_Text segment_.
This is a list of commonly asked (and answered) statistical questions that apply to both DUMPStat and CARStat. Answers to statistical questions that apply only to DUMPStat appear below.

DUMPStat and CARStat

DUMPStat and CARStat
  1. What do manual reporting limits do?
    Manual reporting limits replace the numerical values of all laboratory-reported detection limits, which are used for quantifying nondetects. When enabled, they are used in calculations and also appear on graphs in place of the laboratory results. You can enable manual limits in Statistical Options or from Set Manual Reporting Limits on the Constituents menu. To specify a limit for a certain constituent, select Set Manual Reporting Limits. Choose a constituent from the Reporting Limits list, enter the desired value in the Manual Limit box and ensure that Enable Manual Reporting Limits is set. Then click OK to save your changes. Constituents that do not have values in the Limit column will continue to use the laboratory values even if Manual Reporting Limits are selected.

  2. What is the difference between tolerance limits and prediction limits?
    Tolerance limits provide coverage of a percentage of the total distribution of measurements (e.g., 95%) with a certain degree of confidence (e.g., 95%). Prediction limits provide coverage of 100% of the next k measurements with a given level of confidence (e.g., 95%). With 95% coverage, tolerance limits should be exceeded by 5% of the measurements with 95% confidence whereas prediction limits should fail for none of the next k measurements with 95% confidence.

  3. Should I use MDLs or PQLs for statistical analysis?

_Record excerpts_.
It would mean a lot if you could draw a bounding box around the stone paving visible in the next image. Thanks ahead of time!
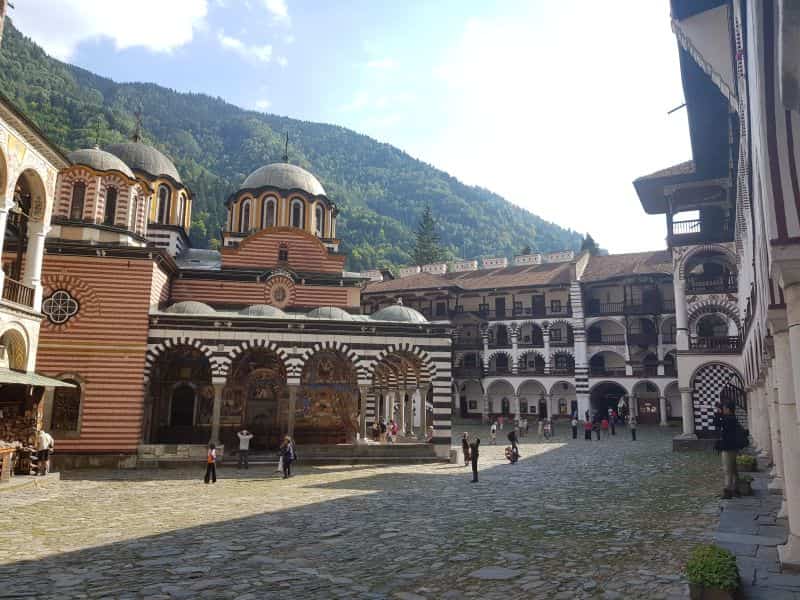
[0,425,721,600]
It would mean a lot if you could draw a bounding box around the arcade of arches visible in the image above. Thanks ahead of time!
[144,346,433,450]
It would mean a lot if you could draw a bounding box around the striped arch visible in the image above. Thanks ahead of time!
[686,298,740,328]
[367,343,436,381]
[297,340,367,382]
[223,339,293,379]
[144,337,217,384]
[678,244,739,280]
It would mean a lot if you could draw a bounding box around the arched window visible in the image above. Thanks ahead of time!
[262,198,276,227]
[50,379,81,433]
[69,181,86,221]
[103,188,117,225]
[314,204,325,237]
[239,200,250,233]
[156,185,171,223]
[291,199,305,229]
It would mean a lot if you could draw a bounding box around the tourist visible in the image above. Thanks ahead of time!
[236,429,253,469]
[203,443,217,483]
[36,429,55,476]
[279,435,295,479]
[714,404,747,498]
[469,438,481,483]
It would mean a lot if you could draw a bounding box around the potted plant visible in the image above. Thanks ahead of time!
[684,544,739,600]
[736,475,753,496]
[736,454,758,473]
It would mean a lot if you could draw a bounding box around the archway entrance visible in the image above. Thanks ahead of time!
[169,384,194,427]
[589,381,628,417]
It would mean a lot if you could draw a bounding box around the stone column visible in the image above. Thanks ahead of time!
[358,385,369,442]
[774,327,800,567]
[286,384,300,439]
[211,377,225,446]
[23,221,50,311]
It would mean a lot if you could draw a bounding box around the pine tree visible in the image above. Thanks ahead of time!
[414,204,442,265]
[581,233,600,254]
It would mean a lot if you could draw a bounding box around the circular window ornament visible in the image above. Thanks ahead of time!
[42,290,79,325]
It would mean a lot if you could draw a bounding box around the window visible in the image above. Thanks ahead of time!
[156,185,170,223]
[69,181,86,221]
[264,198,275,227]
[103,188,117,225]
[291,200,304,229]
[314,204,325,237]
[50,379,81,433]
[239,200,250,233]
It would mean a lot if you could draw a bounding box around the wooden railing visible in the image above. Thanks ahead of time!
[3,277,33,308]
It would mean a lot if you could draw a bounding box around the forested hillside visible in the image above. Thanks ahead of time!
[0,22,581,270]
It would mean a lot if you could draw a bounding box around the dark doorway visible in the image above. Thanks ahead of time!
[170,385,194,427]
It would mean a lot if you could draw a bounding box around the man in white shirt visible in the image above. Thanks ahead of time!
[236,429,253,469]
[36,429,55,475]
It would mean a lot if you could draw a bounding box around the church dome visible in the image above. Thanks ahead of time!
[308,306,353,321]
[164,300,217,315]
[108,142,181,183]
[370,304,428,323]
[67,148,135,179]
[239,304,286,319]
[239,163,325,196]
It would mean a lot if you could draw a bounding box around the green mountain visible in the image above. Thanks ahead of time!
[0,22,581,270]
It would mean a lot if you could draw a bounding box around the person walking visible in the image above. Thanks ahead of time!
[236,429,253,469]
[36,429,55,476]
[469,438,481,483]
[714,403,747,498]
[203,443,217,483]
[280,435,294,479]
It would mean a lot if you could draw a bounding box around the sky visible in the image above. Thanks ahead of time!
[10,0,691,252]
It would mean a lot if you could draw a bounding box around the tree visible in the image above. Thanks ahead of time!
[581,233,600,254]
[414,204,442,265]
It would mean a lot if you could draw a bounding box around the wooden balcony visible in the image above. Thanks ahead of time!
[3,277,33,308]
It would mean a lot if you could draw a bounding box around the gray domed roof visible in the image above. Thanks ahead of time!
[371,304,428,323]
[108,142,181,183]
[67,148,135,179]
[164,300,217,315]
[308,306,353,321]
[239,304,286,319]
[239,163,325,196]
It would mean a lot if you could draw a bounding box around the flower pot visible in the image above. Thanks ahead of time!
[689,583,739,600]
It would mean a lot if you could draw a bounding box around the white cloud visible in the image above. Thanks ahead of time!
[264,0,289,23]
[367,58,397,71]
[217,31,272,62]
[11,0,208,60]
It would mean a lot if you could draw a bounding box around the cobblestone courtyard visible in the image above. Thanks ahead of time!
[0,425,721,600]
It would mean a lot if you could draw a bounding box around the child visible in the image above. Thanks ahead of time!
[203,444,217,483]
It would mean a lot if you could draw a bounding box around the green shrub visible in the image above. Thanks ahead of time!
[684,544,739,591]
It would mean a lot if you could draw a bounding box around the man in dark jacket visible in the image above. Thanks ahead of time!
[714,404,741,498]
[469,438,481,483]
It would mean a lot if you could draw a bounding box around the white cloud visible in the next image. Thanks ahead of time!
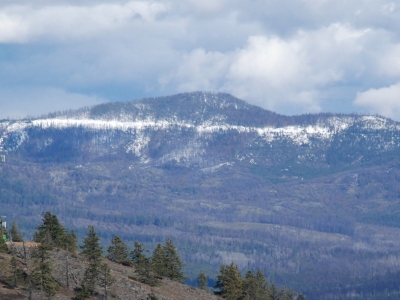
[0,0,400,117]
[0,87,105,118]
[354,82,400,121]
[0,1,168,43]
[161,24,370,113]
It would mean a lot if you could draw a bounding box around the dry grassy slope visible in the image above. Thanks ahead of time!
[0,245,221,300]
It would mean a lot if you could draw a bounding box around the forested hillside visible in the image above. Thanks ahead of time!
[0,92,400,299]
[0,212,305,300]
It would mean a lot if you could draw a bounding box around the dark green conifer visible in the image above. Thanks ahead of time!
[0,226,8,253]
[107,236,129,265]
[99,263,114,300]
[10,221,24,243]
[241,270,269,300]
[214,262,242,300]
[64,230,78,253]
[33,212,77,251]
[32,245,58,299]
[131,242,158,286]
[151,244,167,278]
[10,255,23,288]
[81,225,103,295]
[163,239,186,282]
[74,284,90,300]
[80,225,103,261]
[197,270,208,290]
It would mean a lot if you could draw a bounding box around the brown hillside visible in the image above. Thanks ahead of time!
[0,245,221,300]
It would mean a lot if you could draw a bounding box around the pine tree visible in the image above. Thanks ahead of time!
[80,225,103,261]
[32,245,58,299]
[270,284,280,300]
[214,262,242,300]
[163,239,186,282]
[241,270,269,300]
[74,284,90,300]
[197,270,208,290]
[99,263,114,300]
[0,226,8,253]
[10,221,24,243]
[107,236,129,265]
[33,212,77,251]
[81,225,103,295]
[151,244,167,278]
[131,242,158,286]
[63,230,78,253]
[10,255,23,288]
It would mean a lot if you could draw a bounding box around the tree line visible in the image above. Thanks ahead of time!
[0,212,305,300]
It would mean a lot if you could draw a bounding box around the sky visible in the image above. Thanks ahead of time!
[0,0,400,121]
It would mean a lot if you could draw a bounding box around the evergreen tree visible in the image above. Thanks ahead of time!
[197,270,208,290]
[107,236,130,265]
[74,284,90,300]
[163,239,186,282]
[0,226,8,253]
[32,245,58,299]
[151,244,167,278]
[81,225,103,295]
[80,225,103,261]
[10,221,24,243]
[99,263,114,300]
[269,284,280,300]
[241,270,269,300]
[131,242,158,286]
[63,230,78,253]
[10,255,23,288]
[215,262,242,300]
[33,212,77,251]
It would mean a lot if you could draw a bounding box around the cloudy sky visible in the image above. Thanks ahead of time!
[0,0,400,120]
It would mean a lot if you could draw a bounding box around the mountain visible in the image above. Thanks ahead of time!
[0,92,400,299]
[0,244,222,300]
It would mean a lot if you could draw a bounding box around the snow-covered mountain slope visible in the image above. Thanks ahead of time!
[0,92,400,167]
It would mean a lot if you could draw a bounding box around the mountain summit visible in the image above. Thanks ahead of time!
[0,92,400,300]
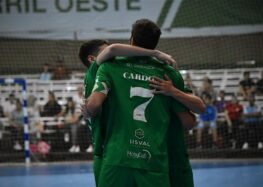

_Goal 1_.
Please reproduce the passage of the DUMPStat and CARStat FAQ between "Manual reporting limits replace" and "Limits are selected.", inclusive.
_Goal 2_.
According to the DUMPStat and CARStat FAQ, where can manual reporting limits be enabled?

_Right answer 1_.
Manual reporting limits replace the numerical values of all laboratory-reported detection limits, which are used for quantifying nondetects. When enabled, they are used in calculations and also appear on graphs in place of the laboratory results. You can enable manual limits in Statistical Options or from Set Manual Reporting Limits on the Constituents menu. To specify a limit for a certain constituent, select Set Manual Reporting Limits. Choose a constituent from the Reporting Limits list, enter the desired value in the Manual Limit box and ensure that Enable Manual Reporting Limits is set. Then click OK to save your changes. Constituents that do not have values in the Limit column will continue to use the laboratory values even if Manual Reporting Limits are selected.

_Right answer 2_.
In Statistical Options or from Set Manual Reporting Limits on the Constituents menu.